# GIVEN TASK
Show every line below that contains the string "perched", copied in full. The match is case-sensitive.

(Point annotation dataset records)
>> begin

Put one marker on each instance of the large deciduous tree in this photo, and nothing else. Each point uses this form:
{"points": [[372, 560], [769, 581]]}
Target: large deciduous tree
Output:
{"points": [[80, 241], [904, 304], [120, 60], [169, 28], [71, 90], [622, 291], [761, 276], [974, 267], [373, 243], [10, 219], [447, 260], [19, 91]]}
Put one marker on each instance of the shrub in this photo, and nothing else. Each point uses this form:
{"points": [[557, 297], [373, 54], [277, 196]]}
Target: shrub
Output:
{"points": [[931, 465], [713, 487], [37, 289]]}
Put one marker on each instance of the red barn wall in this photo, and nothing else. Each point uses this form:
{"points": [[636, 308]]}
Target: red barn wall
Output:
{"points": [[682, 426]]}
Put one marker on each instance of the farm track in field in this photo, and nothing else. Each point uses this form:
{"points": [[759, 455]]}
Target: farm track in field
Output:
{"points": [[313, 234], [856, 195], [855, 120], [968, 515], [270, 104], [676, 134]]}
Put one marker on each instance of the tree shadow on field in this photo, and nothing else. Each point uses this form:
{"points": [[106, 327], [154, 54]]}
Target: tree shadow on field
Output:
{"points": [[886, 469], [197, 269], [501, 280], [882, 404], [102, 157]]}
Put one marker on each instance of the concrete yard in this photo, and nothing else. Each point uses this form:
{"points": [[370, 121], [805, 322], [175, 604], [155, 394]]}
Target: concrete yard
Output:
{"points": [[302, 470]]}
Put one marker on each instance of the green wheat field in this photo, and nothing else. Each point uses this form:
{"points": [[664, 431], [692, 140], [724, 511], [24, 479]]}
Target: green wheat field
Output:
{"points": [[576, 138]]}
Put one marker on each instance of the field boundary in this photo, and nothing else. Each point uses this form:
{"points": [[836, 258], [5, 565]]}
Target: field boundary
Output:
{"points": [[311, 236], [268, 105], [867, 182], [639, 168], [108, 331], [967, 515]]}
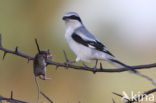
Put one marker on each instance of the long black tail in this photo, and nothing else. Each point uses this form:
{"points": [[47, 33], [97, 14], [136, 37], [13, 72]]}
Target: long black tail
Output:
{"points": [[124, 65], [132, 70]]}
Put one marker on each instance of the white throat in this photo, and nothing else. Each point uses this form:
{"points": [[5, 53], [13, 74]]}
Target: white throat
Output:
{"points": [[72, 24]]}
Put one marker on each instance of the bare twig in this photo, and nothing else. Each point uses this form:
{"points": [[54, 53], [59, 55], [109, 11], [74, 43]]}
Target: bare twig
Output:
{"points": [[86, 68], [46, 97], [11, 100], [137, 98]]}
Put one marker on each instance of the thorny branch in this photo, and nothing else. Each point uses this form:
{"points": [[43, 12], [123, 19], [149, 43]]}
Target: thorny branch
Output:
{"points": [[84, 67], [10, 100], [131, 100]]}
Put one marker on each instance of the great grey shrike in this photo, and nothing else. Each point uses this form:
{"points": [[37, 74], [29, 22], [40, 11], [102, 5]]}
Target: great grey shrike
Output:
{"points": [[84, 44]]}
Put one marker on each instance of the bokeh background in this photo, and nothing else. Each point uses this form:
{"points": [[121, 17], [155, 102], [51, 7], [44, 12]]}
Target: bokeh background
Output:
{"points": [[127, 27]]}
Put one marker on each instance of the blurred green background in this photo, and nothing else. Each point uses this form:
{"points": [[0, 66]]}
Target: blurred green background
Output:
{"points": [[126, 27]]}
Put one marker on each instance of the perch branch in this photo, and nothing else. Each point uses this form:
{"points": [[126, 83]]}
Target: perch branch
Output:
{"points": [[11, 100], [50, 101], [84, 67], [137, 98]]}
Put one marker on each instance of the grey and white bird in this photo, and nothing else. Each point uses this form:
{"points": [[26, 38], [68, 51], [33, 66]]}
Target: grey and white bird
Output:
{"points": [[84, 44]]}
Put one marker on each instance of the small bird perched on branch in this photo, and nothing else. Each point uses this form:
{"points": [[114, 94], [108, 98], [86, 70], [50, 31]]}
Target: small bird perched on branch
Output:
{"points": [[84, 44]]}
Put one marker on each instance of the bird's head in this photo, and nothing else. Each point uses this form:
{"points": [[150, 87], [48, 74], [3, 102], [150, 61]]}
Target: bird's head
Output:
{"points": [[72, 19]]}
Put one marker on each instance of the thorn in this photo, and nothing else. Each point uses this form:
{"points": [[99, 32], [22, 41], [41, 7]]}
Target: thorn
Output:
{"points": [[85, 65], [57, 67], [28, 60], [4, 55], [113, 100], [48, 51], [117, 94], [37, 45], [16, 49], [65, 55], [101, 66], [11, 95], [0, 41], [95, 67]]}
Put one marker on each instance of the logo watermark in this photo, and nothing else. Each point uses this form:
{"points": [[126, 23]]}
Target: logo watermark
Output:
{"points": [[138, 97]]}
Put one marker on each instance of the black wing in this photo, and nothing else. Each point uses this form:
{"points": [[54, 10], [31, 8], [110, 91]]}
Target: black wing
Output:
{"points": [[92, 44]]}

>> end
>> begin

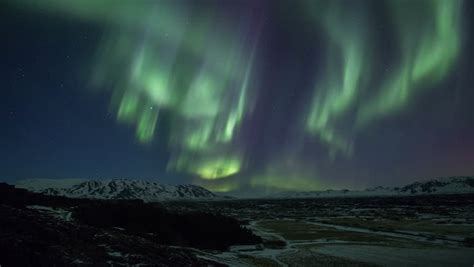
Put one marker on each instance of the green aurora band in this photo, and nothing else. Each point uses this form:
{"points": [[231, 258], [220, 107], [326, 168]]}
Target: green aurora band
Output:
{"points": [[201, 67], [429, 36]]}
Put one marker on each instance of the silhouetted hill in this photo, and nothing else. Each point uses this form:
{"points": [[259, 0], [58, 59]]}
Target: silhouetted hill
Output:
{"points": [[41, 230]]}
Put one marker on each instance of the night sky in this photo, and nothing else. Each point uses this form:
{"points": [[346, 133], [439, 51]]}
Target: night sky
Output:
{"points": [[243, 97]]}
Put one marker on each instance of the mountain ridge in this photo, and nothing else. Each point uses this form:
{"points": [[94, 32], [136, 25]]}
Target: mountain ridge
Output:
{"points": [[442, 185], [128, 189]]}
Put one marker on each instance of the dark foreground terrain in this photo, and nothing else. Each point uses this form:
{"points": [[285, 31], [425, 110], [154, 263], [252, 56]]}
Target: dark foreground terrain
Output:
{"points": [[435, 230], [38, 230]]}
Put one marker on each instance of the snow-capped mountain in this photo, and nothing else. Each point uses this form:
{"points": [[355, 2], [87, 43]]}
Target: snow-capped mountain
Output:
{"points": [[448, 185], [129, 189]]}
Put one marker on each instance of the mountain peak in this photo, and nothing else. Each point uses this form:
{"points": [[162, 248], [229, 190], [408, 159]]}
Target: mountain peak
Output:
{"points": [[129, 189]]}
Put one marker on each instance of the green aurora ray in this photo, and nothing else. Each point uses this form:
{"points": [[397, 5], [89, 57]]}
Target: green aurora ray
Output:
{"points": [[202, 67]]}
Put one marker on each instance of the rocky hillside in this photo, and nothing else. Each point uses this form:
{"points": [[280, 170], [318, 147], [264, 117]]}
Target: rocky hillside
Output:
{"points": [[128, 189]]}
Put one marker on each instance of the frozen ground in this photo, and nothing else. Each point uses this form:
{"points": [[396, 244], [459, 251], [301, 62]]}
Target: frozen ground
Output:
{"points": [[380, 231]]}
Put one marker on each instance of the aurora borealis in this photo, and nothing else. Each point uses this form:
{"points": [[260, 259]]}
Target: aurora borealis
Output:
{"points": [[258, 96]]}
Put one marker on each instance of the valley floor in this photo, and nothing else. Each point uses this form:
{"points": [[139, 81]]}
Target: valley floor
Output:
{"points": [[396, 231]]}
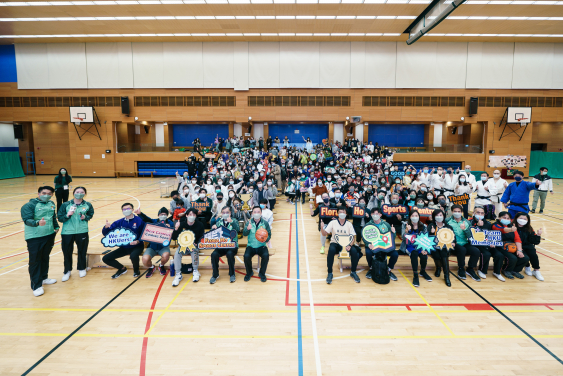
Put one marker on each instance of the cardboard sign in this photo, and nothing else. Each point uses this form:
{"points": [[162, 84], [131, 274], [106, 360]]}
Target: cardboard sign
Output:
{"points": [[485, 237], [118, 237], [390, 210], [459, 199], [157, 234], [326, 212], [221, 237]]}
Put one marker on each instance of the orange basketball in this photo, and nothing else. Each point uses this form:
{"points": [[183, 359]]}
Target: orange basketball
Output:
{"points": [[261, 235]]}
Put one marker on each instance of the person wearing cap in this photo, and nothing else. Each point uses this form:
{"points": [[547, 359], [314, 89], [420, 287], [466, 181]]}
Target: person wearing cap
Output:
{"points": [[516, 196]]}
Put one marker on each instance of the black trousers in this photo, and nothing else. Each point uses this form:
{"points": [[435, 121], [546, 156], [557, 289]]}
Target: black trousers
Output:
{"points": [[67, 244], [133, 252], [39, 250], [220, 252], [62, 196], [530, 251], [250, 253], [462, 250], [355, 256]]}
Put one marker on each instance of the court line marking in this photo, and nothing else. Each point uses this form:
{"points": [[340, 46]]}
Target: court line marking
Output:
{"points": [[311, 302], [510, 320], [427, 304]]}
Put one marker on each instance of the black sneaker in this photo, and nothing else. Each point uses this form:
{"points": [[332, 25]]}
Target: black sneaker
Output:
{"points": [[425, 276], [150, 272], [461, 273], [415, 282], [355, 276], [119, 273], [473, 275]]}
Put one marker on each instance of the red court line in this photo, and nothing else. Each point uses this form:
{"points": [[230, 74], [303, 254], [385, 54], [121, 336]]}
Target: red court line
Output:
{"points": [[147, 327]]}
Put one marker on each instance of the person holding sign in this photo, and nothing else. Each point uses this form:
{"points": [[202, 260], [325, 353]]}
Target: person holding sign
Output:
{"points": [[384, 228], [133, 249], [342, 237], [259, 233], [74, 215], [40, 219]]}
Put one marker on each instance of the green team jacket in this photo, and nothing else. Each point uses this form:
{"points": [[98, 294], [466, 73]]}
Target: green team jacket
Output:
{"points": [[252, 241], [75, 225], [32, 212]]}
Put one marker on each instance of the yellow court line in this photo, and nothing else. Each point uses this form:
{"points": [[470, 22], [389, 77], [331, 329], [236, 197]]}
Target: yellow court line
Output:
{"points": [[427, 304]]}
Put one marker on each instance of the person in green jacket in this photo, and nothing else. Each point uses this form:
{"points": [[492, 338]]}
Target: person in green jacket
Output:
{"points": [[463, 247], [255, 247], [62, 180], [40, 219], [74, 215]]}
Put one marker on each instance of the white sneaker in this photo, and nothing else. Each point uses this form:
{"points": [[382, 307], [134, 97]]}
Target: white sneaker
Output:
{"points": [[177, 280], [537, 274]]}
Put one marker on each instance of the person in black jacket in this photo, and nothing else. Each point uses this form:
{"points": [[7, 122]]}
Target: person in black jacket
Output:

>> end

# EXERCISE SOLUTION
Put one marker on each instance of the small bird perched on branch in this photo, and nothing else. Each point uses this form:
Target: small bird perched on branch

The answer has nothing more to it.